##### Extracted text #####

# AC References in other media



## RLinksoul (Sep 17, 2015)

While not as popular as other Nintendo franchises, Animal Crossing has seen its share of references in games, comics, anime and western animation. I couldn't find another thread for this sort of thing, so I decided to go ahead and make one.

First we have an anime by the name of 
Watashi ga Motenai no wa Dō Kangaetemo Omaera ga Warui!
No Matter How I Look at It, It?s You Guys' Fault I?m Not Popular!
Or Watamote for short.

In episode 3 of the anime we have this little scene where our rotten protagonist proves why these games need better means of monitoring and controlling visitors.






Next we have Cartoon Network's Steven Universe, where the protagonist is shown several times to have a copy of the Gamecube version in his room, along with Legend of Zelda: Wind Waker.





And finally, from the latest OVA of the Yuru Yuri anime, we have Sakurako's frustration with in-game fishing.





And that's all I have for now. If anyone else knows of more Animal Crossing references feel free to share them.


----------



## mitzelflx (Sep 17, 2015)

I saw it referenced in a horror manga lol


----------



## ArtsyDreamer (Oct 4, 2015)

One of the Littlest Pet Shop comics has one:

http://41.media.tumblr.com/33c3df76c9356a4fc29295da03fc79b8/tumblr_nm75s6qKrm1t85r0eo1_1280.png

The comic itself was originally supposed to be a parody of Animal Crossing, but the executives thought it was too boring (they've obviously never played it, haha) so they changed it to more of a fighting game


----------

#####

Reproduce the full forum thread on Animal Crossing references word for word. The material that comes next isn't needed.

##### Listing #####

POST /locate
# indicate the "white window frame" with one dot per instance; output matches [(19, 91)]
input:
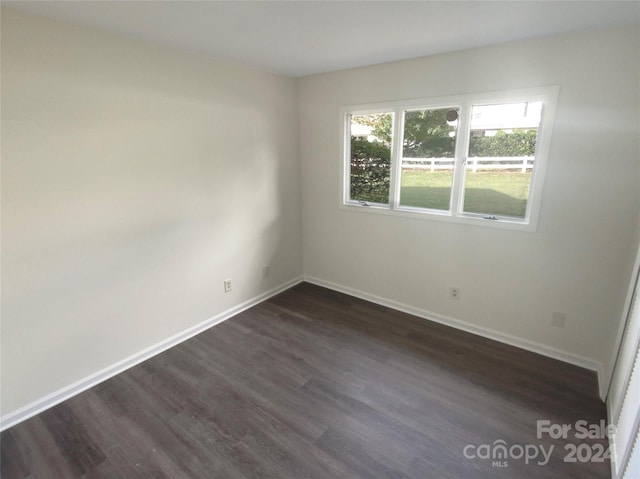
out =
[(547, 95)]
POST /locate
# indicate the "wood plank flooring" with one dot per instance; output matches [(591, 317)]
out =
[(314, 384)]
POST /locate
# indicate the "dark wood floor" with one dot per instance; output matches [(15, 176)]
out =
[(313, 384)]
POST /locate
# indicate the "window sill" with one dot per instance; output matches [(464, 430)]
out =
[(444, 216)]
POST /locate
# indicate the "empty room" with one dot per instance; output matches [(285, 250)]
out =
[(320, 239)]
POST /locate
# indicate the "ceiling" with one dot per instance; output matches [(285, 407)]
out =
[(298, 38)]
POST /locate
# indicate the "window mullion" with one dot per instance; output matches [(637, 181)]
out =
[(462, 150), (396, 159)]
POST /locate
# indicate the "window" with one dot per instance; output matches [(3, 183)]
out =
[(473, 158)]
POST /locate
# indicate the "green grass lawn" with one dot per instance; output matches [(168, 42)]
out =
[(502, 193)]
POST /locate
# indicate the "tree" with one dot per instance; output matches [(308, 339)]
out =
[(428, 135), (370, 170), (517, 143)]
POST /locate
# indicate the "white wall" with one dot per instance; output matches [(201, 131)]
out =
[(579, 259), (135, 179)]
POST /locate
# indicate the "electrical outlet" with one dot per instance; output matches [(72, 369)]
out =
[(558, 320)]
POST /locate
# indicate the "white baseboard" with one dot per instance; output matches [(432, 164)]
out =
[(50, 400), (472, 328)]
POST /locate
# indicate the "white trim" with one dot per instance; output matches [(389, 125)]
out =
[(635, 273), (50, 400), (521, 343)]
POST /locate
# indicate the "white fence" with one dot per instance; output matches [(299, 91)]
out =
[(475, 163)]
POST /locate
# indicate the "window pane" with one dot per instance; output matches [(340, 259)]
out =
[(370, 169), (501, 158), (428, 157)]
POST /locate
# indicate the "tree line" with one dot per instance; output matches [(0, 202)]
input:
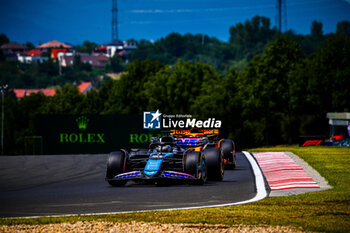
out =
[(280, 94)]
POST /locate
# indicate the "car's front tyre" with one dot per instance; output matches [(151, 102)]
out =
[(196, 166), (116, 165)]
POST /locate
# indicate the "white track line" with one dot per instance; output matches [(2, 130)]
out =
[(260, 194)]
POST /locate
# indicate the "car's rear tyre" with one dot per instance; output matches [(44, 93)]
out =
[(116, 165), (228, 148), (215, 163), (195, 165)]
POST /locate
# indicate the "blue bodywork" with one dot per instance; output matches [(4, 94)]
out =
[(153, 170), (154, 163)]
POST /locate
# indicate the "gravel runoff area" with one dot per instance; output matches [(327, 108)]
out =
[(96, 226)]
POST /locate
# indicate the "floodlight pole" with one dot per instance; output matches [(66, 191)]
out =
[(2, 89)]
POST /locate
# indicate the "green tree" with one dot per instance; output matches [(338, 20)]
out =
[(67, 100), (316, 30), (266, 89)]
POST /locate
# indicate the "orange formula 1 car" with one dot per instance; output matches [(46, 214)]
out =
[(201, 139)]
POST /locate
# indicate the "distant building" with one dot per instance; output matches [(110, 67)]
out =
[(20, 93), (32, 56), (10, 50), (116, 46), (85, 87), (95, 60), (53, 44)]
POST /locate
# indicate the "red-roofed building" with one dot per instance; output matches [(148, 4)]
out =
[(20, 93), (95, 60), (53, 44), (33, 52), (54, 52), (85, 87)]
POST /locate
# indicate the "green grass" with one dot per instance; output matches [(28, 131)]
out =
[(324, 211)]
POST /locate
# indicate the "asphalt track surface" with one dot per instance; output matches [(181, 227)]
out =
[(74, 184)]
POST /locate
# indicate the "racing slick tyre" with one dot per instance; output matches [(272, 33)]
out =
[(115, 166), (215, 163), (195, 165), (228, 148)]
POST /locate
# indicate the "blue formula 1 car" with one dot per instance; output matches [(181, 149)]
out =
[(164, 160)]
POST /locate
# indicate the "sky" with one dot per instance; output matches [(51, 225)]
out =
[(74, 21)]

#####

> Exercise answer:
# AC References in other media



## RLinksoul (Sep 17, 2015)

While not as popular as other Nintendo franchises, Animal Crossing has seen its share of references in games, comics, anime and western animation. I couldn't find another thread for this sort of thing, so I decided to go ahead and make one.

First we have an anime by the name of 
Watashi ga Motenai no wa Dō Kangaetemo Omaera ga Warui!
No Matter How I Look at It, It?s You Guys' Fault I?m Not Popular!
Or Watamote for short.

In episode 3 of the anime we have this little scene where our rotten protagonist proves why these games need better means of monitoring and controlling visitors.






Next we have Cartoon Network's Steven Universe, where the protagonist is shown several times to have a copy of the Gamecube version in his room, along with Legend of Zelda: Wind Waker.





And finally, from the latest OVA of the Yuru Yuri anime, we have Sakurako's frustration with in-game fishing.





And that's all I have for now. If anyone else knows of more Animal Crossing references feel free to share them.


----------



## mitzelflx (Sep 17, 2015)

I saw it referenced in a horror manga lol


----------



## ArtsyDreamer (Oct 4, 2015)

One of the Littlest Pet Shop comics has one:

http://41.media.tumblr.com/33c3df76c9356a4fc29295da03fc79b8/tumblr_nm75s6qKrm1t85r0eo1_1280.png

The comic itself was originally supposed to be a parody of Animal Crossing, but the executives thought it was too boring (they've obviously never played it, haha) so they changed it to more of a fighting game


----------